--- SET OF TASKS ---
1. In the article on Haj Youssef, how far from the combat zones were the rural areas surrounding Khartoum?
2. Reproduce the stretch of the article on Haj Youssef from "As the houses emptied" through "robberies with barking.".

--- TEXT FOR ANALYSIS ---
◆ ◆ ◆ ◆
19/07/2023

After 90 days...Haj Youssef: The Autumn of War and the Rain of Bullets

Ninety days have passed since the war began, and during that period, the smoke columns rising from the heart of the burning Khartoum never ceased for a moment. And then came the sad autumn, and people waited in despair for pure water to wash away the blood and cleanse the filth of the fighting. But the dark clouds that gathered in those days dispersed and left the sky of Haj Youssef, just like the majority of its inhabitants and residents of the famous popular neighborhood, when they hastily packed their bags and left, forced to seek safety far away from the autumn of war and the rain of bullets.

The ugly face of war did not change the geography of Haj Youssef; it struck at the heart of the Eastern Nile region, directly dismantling its tightly knit social fabric. It disrupted a temporary social model of peaceful coexistence, as a large number of its residents were forced to leave the neighborhood, which is home to several million people, stretching from Nasr neighborhood in the south to the outskirts of Shajara in the north, and from Hilt Koko Bridge in the west to Tawiaat in the far east of the capital, Khartoum.

As the houses emptied of their inhabitants, the streets emptied of pedestrians, and the main roads paralyzed, especially those adjacent to markets and leading to service complexes that used to witness unparalleled activity. But now, it is normal to find a street extending about 1000 meters empty even of stray cats and some abandoned dogs, as the houses belongings are guarded without being able to confront armed thieves and robberies with barking.

Four types of unplanned migrations hurriedly emerged from the belly of Haj Youssef during the war. There was a group that returned to their original homeland out of necessity, while another chose to emigrate to an unfamiliar city and became part of a new society. The third category rushed towards the rural areas surrounding the capital, Khartoum, which were only 40 kilometers away from the combat zones. As for the fortunate fourth group, they crossed borders and left for neighboring countries without considering the hefty financial costs.
◆ ◆ ◆ ◆
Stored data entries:
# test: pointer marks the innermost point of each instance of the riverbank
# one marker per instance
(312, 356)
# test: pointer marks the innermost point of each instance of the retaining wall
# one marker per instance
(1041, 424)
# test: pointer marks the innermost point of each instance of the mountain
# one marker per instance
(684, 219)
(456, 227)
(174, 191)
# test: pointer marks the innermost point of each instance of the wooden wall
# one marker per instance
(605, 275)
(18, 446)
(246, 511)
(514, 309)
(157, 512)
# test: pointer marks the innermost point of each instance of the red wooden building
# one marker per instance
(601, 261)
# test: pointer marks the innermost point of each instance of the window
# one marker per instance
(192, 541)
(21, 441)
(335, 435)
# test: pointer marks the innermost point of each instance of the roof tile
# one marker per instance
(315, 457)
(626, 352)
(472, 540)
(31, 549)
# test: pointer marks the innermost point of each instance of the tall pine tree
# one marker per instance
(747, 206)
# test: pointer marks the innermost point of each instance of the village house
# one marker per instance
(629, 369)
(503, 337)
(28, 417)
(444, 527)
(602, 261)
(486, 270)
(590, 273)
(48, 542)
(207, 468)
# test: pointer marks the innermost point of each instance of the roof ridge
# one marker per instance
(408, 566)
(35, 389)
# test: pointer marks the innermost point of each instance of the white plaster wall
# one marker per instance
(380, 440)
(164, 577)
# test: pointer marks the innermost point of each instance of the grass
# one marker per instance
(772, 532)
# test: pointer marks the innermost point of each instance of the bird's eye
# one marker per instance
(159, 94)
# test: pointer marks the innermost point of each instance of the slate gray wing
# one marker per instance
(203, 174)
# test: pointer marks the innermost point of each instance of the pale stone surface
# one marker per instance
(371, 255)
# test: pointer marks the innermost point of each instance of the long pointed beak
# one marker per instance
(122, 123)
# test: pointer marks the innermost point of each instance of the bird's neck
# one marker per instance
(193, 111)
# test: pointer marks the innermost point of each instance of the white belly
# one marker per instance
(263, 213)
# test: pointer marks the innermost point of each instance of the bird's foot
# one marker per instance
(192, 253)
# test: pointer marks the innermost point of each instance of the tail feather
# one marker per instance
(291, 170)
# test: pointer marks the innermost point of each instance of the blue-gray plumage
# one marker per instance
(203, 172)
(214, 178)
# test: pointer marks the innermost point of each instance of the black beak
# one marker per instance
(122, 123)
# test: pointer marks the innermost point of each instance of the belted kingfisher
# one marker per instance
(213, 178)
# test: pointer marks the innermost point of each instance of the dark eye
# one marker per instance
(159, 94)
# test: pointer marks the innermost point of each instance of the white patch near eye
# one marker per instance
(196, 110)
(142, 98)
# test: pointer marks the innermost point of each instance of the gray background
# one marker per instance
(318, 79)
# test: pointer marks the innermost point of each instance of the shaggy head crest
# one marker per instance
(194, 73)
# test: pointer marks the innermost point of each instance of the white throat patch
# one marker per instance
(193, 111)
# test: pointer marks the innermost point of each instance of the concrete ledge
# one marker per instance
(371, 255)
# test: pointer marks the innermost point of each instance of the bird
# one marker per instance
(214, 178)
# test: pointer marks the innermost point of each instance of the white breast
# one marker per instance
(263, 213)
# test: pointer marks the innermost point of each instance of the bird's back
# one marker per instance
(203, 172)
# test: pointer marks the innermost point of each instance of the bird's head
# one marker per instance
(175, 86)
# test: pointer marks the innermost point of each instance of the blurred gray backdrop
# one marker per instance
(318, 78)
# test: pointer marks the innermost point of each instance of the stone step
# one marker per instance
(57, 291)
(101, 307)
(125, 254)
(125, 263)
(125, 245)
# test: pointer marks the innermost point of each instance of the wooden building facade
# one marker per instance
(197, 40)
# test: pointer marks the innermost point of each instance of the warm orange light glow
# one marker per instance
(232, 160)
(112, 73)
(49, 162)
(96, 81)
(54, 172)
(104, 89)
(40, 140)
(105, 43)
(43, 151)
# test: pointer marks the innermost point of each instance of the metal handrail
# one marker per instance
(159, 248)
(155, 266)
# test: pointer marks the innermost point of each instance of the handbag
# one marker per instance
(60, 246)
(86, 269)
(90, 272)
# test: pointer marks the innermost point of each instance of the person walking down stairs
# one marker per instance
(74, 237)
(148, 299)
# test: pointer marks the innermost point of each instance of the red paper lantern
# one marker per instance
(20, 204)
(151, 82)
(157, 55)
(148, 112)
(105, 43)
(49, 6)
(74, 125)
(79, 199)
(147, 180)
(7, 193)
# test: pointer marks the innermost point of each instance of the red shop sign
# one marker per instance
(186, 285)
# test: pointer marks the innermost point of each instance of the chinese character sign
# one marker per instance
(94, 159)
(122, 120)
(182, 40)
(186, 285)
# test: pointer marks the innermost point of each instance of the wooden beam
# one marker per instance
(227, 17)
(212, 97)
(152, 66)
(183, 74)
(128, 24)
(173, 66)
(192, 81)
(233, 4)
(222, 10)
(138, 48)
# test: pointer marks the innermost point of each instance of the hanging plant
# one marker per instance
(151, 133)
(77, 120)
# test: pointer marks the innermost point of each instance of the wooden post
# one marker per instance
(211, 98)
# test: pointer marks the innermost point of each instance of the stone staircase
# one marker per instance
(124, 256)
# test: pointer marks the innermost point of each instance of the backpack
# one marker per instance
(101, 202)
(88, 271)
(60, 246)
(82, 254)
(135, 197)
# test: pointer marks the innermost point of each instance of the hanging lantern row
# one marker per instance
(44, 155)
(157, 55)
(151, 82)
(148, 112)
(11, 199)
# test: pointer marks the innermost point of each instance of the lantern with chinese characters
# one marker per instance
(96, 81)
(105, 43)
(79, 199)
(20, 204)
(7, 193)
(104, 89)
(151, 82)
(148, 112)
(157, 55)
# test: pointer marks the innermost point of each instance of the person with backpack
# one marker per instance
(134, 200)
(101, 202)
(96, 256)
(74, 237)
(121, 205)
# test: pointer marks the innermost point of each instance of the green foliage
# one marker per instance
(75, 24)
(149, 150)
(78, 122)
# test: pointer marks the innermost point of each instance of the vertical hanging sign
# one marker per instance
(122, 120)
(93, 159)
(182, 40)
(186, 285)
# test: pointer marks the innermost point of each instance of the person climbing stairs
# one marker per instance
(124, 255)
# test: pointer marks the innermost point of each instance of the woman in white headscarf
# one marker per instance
◆ ◆ ◆ ◆
--- ANSWERS BELOW ---
1. Only 40 kilometers.

2.
As the houses emptied of their inhabitants, the streets emptied of pedestrians, and the main roads paralyzed, especially those adjacent to markets and leading to service complexes that used to witness unparalleled activity. But now, it is normal to find a street extending about 1000 meters empty even of stray cats and some abandoned dogs, as the houses belongings are guarded without being able to confront armed thieves and robberies with barking.